| Exercise requirements |
From the records below, return every line containing the word "rough".

| Information provided |
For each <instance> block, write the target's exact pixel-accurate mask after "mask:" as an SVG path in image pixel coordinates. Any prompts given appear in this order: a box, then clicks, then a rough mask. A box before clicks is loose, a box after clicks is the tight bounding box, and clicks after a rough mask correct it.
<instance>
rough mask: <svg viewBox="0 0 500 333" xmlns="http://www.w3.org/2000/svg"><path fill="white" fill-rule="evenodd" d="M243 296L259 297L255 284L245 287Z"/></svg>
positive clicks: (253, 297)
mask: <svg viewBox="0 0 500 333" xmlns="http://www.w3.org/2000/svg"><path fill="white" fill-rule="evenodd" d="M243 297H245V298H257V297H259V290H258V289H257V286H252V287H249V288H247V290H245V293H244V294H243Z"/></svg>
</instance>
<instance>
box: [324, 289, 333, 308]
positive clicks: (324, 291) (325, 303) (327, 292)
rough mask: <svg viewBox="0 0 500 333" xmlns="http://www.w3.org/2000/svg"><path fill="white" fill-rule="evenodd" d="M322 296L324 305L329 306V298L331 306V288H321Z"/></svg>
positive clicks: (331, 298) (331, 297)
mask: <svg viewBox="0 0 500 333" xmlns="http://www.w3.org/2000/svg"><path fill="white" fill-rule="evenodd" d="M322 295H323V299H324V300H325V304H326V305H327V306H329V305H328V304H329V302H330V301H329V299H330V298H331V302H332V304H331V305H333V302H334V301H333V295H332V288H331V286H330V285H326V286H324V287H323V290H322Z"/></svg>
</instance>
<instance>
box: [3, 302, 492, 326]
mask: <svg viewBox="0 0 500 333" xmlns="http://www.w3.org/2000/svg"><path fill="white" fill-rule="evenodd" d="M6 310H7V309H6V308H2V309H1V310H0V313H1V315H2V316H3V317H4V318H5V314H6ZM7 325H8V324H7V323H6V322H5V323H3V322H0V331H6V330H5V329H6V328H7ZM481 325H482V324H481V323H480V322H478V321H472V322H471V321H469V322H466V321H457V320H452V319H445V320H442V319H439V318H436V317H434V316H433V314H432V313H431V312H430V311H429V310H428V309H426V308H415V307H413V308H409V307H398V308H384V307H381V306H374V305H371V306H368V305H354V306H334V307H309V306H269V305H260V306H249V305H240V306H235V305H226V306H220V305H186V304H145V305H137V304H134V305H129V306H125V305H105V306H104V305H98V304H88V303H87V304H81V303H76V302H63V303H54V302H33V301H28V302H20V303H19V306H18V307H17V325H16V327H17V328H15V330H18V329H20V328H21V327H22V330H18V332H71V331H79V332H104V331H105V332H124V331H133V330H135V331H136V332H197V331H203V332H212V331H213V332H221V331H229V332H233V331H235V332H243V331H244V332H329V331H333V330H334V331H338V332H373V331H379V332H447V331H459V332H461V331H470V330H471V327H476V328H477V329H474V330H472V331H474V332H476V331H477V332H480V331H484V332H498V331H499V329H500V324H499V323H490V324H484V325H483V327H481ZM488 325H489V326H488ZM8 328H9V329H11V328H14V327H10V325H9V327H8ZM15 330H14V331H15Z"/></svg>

| Problem solution |
For each <instance> block, write the target's exact pixel-accurate mask after "mask:" as an SVG path in image pixel coordinates. Any prompts given appear in this order: a box, then clicks, then a rough mask. A box before clicks is loose, a box after clicks is the tight bounding box, and clicks after a rough mask correct it.
rough mask: <svg viewBox="0 0 500 333" xmlns="http://www.w3.org/2000/svg"><path fill="white" fill-rule="evenodd" d="M243 296L259 297L255 284L245 287Z"/></svg>
rough mask: <svg viewBox="0 0 500 333" xmlns="http://www.w3.org/2000/svg"><path fill="white" fill-rule="evenodd" d="M322 296L324 305L329 306V298L331 306V288H321Z"/></svg>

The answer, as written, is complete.